Aim of the task |
Copy each of the items below word for word, keeping every line as it stands.

Task data |
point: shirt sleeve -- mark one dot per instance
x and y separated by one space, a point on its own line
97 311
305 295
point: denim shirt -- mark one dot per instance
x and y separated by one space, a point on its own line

Task output |
point: shirt sleeve -- mark one dot per instance
x and y separated by one space, a point on its own line
97 311
305 295
point: denim shirt -- mark one dot per instance
x and y separated by one space, a point on its own line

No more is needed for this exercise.